● **Collected data entries**:
# # # # #

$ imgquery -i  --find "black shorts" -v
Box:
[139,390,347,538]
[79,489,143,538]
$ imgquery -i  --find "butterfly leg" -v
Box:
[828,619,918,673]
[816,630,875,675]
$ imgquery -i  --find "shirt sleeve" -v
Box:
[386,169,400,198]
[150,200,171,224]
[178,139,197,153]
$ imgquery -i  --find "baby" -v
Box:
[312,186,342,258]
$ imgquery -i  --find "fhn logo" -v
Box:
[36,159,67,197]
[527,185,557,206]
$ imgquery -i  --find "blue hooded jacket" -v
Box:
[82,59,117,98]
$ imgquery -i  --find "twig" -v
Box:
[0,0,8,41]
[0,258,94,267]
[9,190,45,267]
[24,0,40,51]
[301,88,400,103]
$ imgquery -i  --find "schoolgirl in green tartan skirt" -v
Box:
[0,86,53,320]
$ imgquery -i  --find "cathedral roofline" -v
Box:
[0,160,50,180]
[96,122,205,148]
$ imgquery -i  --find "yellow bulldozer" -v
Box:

# # # # #

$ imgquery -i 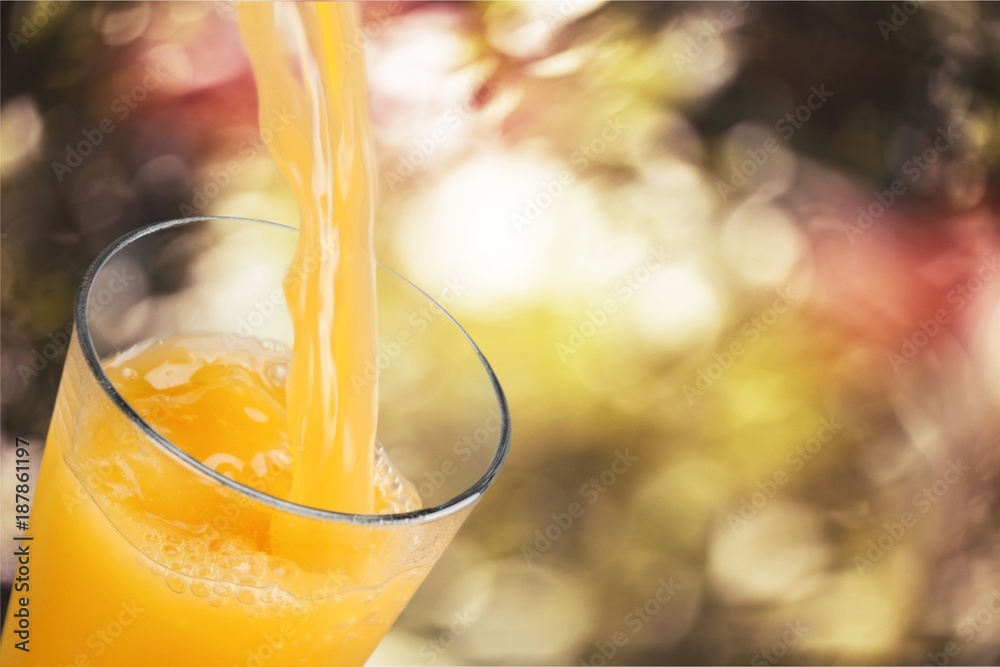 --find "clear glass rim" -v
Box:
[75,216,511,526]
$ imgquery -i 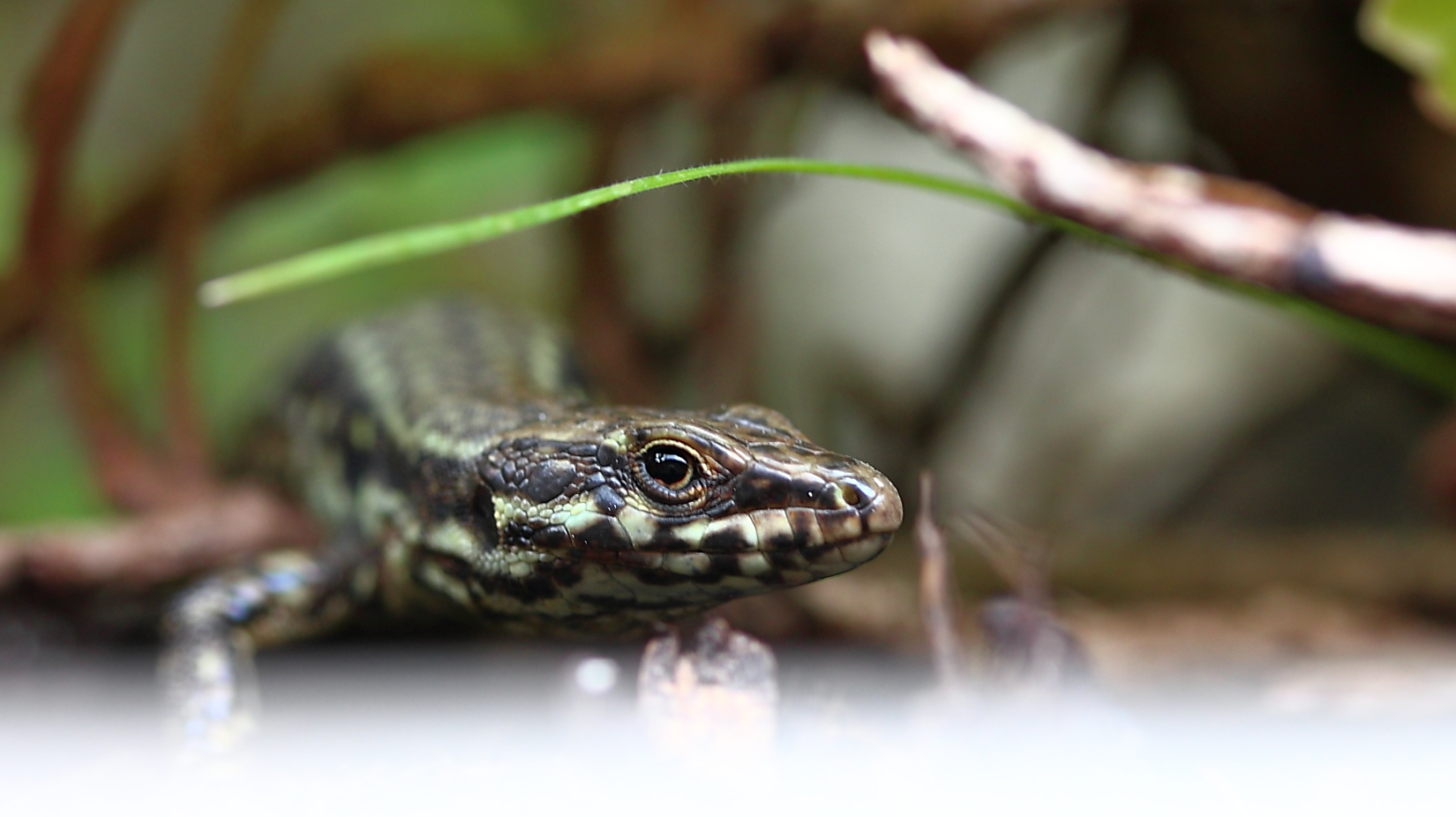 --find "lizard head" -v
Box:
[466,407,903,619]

# # # # #

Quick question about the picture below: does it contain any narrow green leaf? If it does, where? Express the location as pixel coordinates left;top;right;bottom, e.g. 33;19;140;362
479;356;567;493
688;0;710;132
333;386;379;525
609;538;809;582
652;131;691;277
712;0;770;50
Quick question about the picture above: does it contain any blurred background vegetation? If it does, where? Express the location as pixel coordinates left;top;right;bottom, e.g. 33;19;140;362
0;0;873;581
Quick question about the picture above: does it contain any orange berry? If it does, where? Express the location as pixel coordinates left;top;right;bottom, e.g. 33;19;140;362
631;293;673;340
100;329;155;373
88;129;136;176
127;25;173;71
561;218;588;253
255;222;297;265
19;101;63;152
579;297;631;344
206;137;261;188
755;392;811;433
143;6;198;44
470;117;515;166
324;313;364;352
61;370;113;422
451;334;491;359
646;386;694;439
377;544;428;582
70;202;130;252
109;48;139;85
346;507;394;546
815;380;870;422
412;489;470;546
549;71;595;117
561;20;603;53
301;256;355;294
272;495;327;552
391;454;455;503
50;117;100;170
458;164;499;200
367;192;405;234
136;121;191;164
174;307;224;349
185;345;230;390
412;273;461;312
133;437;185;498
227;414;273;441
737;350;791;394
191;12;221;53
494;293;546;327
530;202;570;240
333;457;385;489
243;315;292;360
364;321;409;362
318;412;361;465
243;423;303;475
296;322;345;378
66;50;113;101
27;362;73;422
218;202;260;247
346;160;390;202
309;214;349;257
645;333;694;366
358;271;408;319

# # # # #

● **The exercise**: Please gather every line of the listing above that contains the word "location".

● **Answer for the task**:
Quick question about the picture below: does it contain any narrow green leaf? If it does, where? Express the location as pixel coordinates left;top;right;bottom, e.g. 33;19;140;362
Quick question about the picture above: does it contain any blurred background vegetation? If it does, where? Express the location as pixel coordinates left;top;right;bottom, e.g. 33;19;140;362
Quick question about the picture above: does it contain any orange berry? If it does, where? Express the location as pixel coordinates left;top;right;bottom, e.g. 33;19;140;362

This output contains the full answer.